--- EXCERPTED RECORDS ---

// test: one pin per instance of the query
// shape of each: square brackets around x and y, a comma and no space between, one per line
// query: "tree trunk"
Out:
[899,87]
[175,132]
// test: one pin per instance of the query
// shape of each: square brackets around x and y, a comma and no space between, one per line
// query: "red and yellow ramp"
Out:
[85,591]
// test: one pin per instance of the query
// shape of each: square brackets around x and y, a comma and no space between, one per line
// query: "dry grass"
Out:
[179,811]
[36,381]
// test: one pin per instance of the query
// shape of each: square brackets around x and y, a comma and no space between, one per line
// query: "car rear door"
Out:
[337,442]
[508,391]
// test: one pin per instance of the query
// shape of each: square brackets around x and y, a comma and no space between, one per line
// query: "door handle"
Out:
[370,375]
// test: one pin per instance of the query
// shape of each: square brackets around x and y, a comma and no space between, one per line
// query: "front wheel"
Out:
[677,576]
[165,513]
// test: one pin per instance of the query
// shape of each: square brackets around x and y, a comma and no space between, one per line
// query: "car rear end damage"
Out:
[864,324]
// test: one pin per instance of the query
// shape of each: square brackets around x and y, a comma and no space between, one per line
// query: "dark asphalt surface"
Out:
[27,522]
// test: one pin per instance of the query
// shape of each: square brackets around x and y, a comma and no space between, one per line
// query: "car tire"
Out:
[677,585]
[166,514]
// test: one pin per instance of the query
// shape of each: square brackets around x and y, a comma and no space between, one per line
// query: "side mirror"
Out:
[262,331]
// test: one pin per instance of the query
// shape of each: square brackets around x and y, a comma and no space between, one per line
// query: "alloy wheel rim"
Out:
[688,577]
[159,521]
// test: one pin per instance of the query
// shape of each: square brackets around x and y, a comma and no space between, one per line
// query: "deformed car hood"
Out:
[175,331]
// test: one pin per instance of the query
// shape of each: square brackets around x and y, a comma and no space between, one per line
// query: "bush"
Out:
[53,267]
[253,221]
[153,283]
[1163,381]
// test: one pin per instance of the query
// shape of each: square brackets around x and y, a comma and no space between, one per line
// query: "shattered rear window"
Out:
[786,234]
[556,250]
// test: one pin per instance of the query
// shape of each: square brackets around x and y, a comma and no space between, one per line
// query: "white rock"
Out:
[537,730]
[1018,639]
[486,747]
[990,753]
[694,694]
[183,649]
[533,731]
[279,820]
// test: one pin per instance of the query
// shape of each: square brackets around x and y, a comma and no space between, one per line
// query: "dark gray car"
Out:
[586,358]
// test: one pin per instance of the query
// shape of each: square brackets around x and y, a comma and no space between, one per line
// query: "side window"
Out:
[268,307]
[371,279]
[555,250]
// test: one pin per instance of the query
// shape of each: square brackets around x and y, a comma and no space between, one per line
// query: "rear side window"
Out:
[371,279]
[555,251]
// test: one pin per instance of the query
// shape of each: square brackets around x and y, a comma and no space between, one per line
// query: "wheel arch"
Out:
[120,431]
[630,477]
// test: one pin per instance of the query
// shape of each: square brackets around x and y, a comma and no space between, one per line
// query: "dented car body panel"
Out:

---

ACTIVITY
Scan the material above for the word "rear". Copy each line where it occurs.

EXERCISE ANSWER
// query: "car rear door"
// query: "car rear end damage"
// query: "shattered rear window"
// query: "rear side window"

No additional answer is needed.